(TEXT TO READ):

Whereas the amounts of damages adjudicated by the French courts to the bereaved families are much higher than those adjudicated under German law in such exceptional cases as referred to above, they are still far below the amounts awarded by the US courts in comparable cases.

The chances of litigation before the US courts

Before entering into negotiations with the defending parties on the issue of damages for pain and suffering pursuant to US standards the question had to be investigated what the chances of success would have been for legal action before US courts. This was also the crucial question for the lawyers of the defending parties.

As such action was never conducted to a decision, though, the considerations relating to the legal appreciation of the risk will remain speculation. However, their fundamental ideas:

There were three aspects suggesting a positive outcome if the claimants took action before the US courts:

(1) The manufacturer of the burst Concorde tire was Goodyear, a US company, the tire had been produced in the USA. Since the early 80s, the construction had never been altered. If the idea were correct that a tire for that particular type of aircraft never ought to have been constructed in a way that would allow a big piece of rubber (in the Concorde catastrophe this piece weighed 8 kg with a puncture power of 1 ton) to detach itself and damage the tank located in the wing directly above it, then this would have been a case of product liability, which – pursuant to the lex loci delicti – would have been governed by US law.

(2) According to the evidence available in autumn last year, a DC 10 of Continental Airlines that had taken off immediately before the Concorde did had lost a metal wear strip from one of its engines. Is is said to have been fitted in a section of the engine that must be hermetically closed during take-off. If this had been proved to be true, then – pursuant to the lex loci delicti – action for incorrect maintenance performed on US territory could have been brought before the US courts against Continental Airlines.

(3) Pursuant to Article 28 WC, the claimant can select the place of destination of the flight as forum. When air travels are round trips this is normally the airport of departure in the claimant’s home country.

In this case the passengers only had the Concorde flight from CDG (Paris) to JFK (New York) on their tickets. From New York, they were to continue their travel by boat and later they were to fly back to Germany with separate tickets from different destination points of their cruise various countries. This strongly suggests that the destination of the Air France flight was New York.

The decisive argument discouraging any attempt to bring an action before the US courts is the “forum non conveniens” principle of US Law. Pursuant to that principle the US Courts refuse to try an action not significantly related to the US. It is a controversial question whether or not an US Court having jurisdiction pursuant to Article 28 WC is entitled, despite this provision, to apply “forum non conveniens”. For the lawyers representing the bereaved this issue constituted an essential risk; against such risk a number of arguments were prepared, for example that the US would have been the only state where action could be brought jointly against the two major co-defendants that may have been responsible for the catastrophe (Goodyear, Continental).

As regards Air France, the US Foreign Sovereignty Immunity Act constituted an additional problem.

Experience has shown that the issue of forum may take two years or more – a period of uncertainty for all parties which none of the lawyers involved in the negotiations, pragmatists by nature, were willing to accept. Instead, they chose to advise their clients to include a realistic “American factor” in the settlement which would duly reflect the chances and risks for either side.

(WRITTEN INSTRUCTION 1): In the passage on the Concorde litigation, which company manufactured the burst Concorde tire?

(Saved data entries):
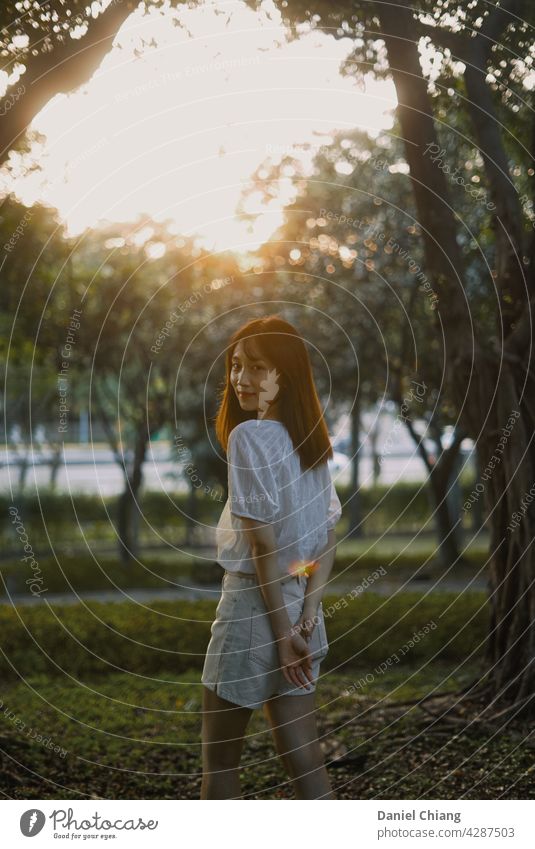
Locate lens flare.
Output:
[288,560,319,578]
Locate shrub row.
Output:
[0,592,489,680]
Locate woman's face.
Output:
[230,339,280,414]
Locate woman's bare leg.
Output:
[263,693,336,799]
[201,687,253,799]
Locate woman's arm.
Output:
[240,516,292,640]
[303,528,336,618]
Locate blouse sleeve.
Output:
[327,479,342,531]
[228,425,279,524]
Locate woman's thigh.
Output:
[201,687,253,768]
[264,692,323,771]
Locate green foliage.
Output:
[0,592,488,681]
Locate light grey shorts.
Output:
[201,572,329,708]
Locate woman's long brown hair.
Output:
[215,315,333,469]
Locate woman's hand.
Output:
[278,625,314,689]
[294,609,319,643]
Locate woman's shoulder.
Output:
[229,419,288,455]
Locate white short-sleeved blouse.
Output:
[216,419,342,575]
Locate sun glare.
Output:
[2,3,395,254]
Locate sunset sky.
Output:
[0,2,395,253]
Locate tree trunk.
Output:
[428,444,466,569]
[117,426,147,564]
[375,3,535,716]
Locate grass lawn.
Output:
[0,660,535,799]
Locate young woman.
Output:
[201,315,341,799]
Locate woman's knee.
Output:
[202,741,243,772]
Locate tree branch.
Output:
[0,0,139,165]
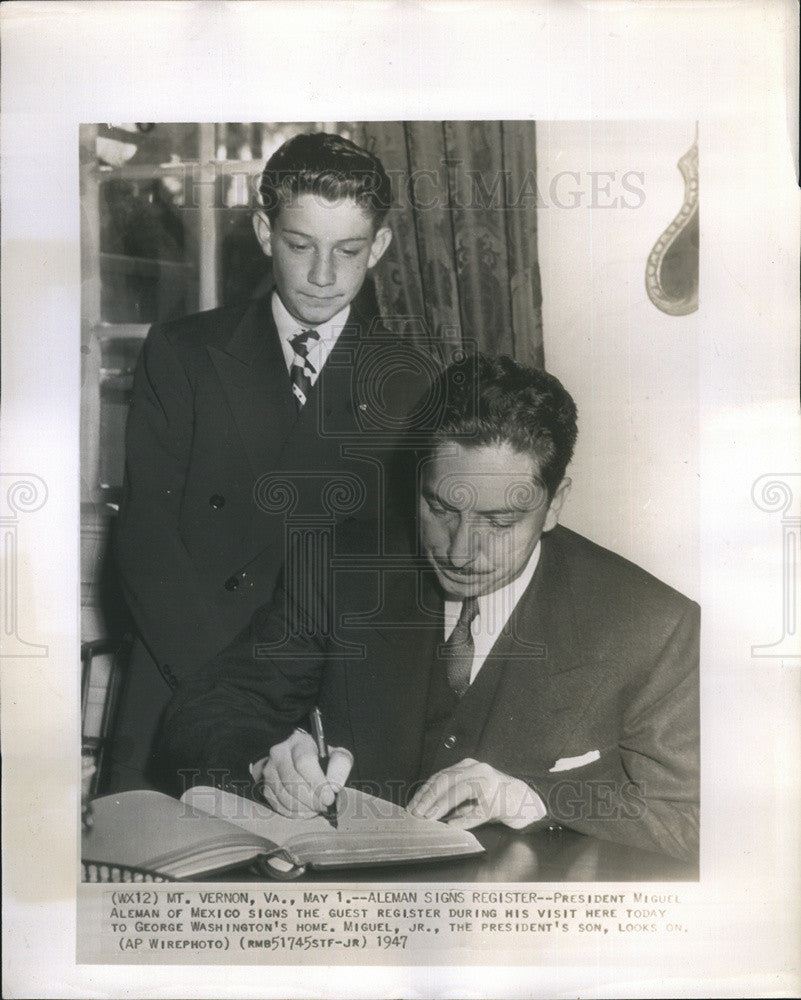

(WRITTEN INSTRUCTION 2): Transfer the stretch of entries from the line that contains "Locate blouse sleeve." through the line that contains "[216,419,342,575]", and add 111 to every bounding-box coordinate along the way. Give only those lines.

(EXERCISE SOLUTION 1): Goodyear, a US company

(EXERCISE SOLUTION 2):
Locate blouse sleeve.
Output:
[438,590,453,642]
[339,536,390,635]
Locate woman's thigh.
Output:
[312,798,364,879]
[375,803,434,882]
Locate green foliage.
Output:
[111,703,599,792]
Locate light grey shorts.
Output:
[312,683,440,819]
Locate woman's long brown hair.
Output:
[326,426,444,580]
Locate woman's hand.
Output:
[389,736,425,800]
[405,720,430,754]
Locate woman's shoulder.
Output:
[340,530,399,566]
Locate white short-sleeved blouse.
Output:
[327,530,453,686]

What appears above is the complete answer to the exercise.